»»
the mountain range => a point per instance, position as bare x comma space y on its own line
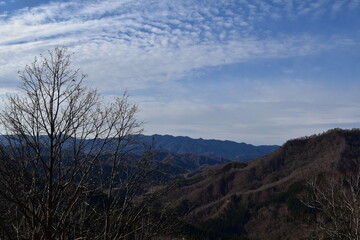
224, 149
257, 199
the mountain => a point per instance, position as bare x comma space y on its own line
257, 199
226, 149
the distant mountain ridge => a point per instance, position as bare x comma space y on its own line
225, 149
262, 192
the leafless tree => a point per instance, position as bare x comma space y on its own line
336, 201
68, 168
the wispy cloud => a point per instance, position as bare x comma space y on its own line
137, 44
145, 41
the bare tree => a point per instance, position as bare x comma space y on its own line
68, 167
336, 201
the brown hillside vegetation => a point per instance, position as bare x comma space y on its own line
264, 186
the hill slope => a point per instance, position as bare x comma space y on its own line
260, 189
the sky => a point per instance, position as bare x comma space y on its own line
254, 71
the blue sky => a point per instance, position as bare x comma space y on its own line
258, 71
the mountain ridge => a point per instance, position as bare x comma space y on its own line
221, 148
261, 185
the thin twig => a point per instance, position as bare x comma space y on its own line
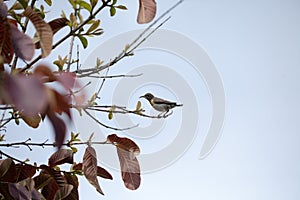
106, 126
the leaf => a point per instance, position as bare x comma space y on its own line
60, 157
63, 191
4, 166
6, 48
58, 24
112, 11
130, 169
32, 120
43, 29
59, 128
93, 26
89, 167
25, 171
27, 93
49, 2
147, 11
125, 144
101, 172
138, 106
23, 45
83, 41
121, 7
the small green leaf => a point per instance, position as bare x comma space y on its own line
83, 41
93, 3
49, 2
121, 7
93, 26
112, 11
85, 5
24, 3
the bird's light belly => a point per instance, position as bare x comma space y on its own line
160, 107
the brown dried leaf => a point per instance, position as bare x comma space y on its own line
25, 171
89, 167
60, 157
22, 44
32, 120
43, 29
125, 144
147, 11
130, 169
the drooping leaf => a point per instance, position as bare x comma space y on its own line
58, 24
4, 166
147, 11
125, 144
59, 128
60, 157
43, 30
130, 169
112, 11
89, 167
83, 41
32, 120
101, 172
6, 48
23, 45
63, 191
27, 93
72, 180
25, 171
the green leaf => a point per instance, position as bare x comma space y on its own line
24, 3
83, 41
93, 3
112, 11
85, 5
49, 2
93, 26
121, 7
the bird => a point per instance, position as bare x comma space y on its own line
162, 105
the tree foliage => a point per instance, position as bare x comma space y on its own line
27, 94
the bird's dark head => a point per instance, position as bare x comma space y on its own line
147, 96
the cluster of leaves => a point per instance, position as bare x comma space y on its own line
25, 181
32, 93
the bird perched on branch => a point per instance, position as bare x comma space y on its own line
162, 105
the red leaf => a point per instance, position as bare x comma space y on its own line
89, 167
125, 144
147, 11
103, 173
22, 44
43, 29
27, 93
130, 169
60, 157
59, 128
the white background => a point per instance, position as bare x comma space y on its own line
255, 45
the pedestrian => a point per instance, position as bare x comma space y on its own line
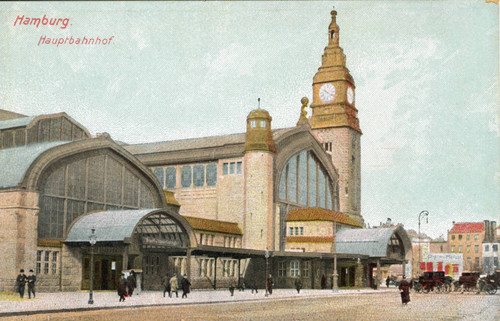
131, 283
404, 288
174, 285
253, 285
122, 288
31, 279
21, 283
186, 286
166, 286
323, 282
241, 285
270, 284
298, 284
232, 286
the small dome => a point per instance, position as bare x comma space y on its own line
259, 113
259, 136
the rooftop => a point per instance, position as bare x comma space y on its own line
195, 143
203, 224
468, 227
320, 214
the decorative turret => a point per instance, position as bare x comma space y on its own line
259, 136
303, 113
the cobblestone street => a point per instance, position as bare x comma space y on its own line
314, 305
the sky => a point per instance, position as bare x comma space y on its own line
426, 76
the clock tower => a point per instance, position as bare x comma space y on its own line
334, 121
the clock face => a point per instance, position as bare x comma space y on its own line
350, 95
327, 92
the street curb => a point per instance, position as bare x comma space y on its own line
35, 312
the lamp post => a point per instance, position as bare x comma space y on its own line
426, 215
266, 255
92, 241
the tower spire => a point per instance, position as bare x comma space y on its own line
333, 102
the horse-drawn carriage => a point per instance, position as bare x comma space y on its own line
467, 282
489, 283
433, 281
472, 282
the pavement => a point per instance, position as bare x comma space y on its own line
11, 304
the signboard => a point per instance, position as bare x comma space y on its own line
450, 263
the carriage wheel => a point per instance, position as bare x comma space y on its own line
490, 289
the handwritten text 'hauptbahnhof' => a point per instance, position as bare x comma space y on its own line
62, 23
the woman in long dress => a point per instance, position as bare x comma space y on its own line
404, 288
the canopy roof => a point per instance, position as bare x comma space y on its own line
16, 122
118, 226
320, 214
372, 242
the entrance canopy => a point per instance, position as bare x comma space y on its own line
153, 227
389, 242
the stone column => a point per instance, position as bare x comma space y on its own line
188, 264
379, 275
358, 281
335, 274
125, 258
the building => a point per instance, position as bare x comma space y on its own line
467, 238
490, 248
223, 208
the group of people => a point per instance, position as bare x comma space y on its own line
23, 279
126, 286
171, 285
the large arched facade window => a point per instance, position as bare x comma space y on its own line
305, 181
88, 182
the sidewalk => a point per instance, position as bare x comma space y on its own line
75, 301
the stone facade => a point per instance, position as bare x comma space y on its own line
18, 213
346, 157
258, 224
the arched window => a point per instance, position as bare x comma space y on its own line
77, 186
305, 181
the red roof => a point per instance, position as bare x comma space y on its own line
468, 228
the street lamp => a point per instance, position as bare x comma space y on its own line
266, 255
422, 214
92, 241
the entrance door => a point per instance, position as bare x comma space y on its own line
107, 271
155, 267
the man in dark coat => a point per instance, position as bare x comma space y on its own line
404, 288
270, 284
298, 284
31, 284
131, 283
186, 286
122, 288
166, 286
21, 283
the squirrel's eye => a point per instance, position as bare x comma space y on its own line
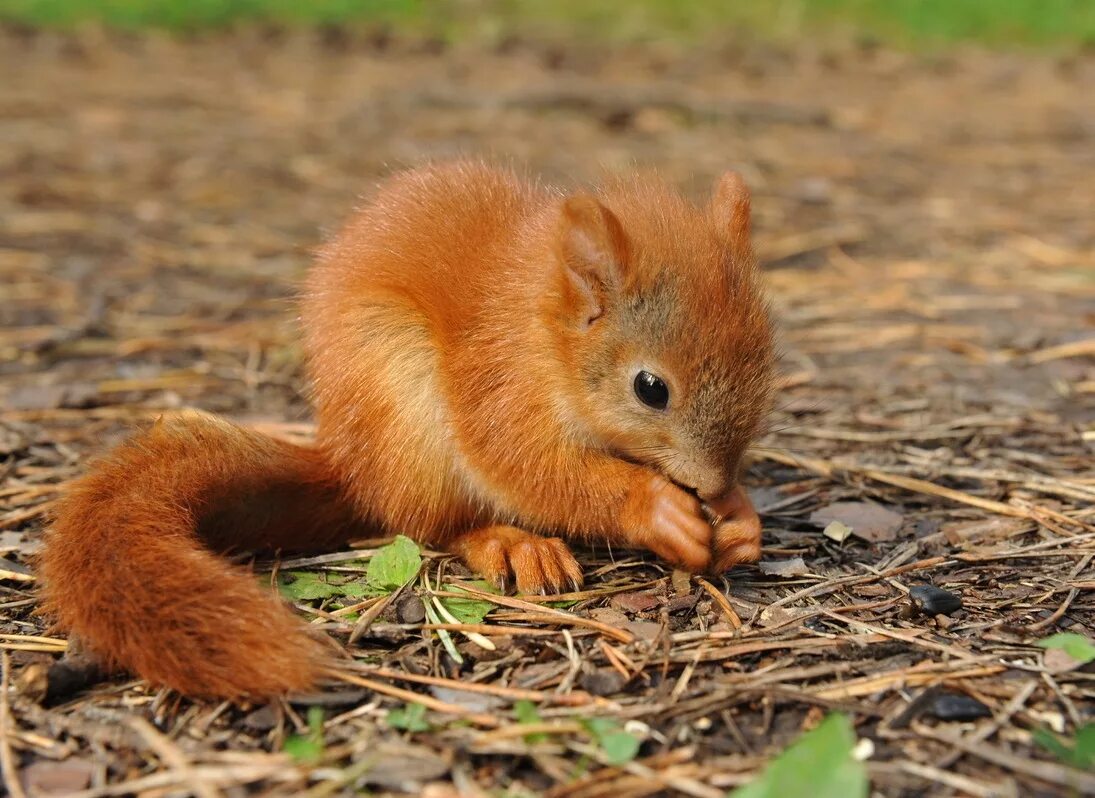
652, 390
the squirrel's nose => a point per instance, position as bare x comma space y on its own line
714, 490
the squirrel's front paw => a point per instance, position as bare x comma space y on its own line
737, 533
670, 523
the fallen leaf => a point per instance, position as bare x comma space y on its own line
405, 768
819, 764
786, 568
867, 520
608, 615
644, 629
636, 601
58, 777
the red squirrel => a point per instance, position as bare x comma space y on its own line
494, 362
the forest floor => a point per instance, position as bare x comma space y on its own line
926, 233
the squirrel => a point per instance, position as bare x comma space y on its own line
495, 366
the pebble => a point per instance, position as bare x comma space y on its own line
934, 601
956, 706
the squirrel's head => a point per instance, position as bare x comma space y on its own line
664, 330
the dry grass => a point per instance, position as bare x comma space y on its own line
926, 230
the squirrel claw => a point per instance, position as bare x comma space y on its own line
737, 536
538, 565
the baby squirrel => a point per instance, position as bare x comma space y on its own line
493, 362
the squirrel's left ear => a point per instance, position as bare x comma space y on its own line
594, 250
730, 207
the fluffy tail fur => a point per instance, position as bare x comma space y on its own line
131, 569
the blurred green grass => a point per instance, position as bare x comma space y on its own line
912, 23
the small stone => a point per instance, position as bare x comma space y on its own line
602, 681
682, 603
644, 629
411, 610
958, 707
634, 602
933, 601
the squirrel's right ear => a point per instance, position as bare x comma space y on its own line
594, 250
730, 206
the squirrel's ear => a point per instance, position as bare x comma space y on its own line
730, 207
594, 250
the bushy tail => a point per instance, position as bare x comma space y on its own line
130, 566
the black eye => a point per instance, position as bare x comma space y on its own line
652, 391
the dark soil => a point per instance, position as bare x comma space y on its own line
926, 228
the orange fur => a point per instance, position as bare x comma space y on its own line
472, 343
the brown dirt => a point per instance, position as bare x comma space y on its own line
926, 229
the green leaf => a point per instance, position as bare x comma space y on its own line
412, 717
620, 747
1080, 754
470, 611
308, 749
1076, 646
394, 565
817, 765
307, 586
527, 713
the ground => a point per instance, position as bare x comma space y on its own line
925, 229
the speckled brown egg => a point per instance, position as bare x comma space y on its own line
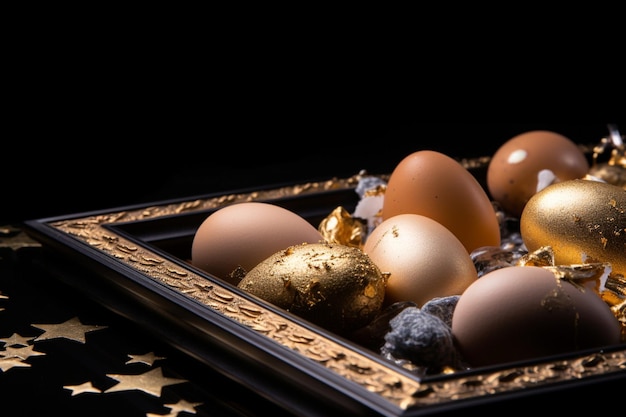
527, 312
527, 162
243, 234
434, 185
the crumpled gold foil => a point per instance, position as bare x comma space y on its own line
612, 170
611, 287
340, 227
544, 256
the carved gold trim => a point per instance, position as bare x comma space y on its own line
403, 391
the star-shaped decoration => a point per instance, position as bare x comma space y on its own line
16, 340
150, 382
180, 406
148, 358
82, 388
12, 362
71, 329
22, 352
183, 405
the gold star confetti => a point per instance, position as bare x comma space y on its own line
««
»»
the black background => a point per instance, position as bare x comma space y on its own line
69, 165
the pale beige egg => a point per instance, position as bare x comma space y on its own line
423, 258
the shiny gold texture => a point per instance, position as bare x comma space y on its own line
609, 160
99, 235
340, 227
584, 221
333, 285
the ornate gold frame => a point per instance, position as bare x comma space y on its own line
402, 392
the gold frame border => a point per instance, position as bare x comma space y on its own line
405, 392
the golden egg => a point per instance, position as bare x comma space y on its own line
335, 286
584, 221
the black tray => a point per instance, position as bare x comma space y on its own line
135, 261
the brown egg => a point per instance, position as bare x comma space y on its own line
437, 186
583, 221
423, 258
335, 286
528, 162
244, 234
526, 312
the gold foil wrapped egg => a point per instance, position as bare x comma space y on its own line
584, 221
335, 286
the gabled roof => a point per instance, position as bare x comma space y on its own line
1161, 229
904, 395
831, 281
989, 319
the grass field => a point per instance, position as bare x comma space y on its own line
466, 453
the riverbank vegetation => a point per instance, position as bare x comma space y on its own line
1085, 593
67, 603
««
Copy out the lines above, unchanged, from the line with "the star-shaped decoration" to the line with "the gold star", including both of those lines.

the star-shaped decoration => a point per instance, position as bare x comma space y on its own line
16, 340
150, 382
180, 406
148, 358
82, 388
12, 362
71, 329
22, 352
183, 405
the gold star confetti => a point per instance, position as bare x comma space y on its own line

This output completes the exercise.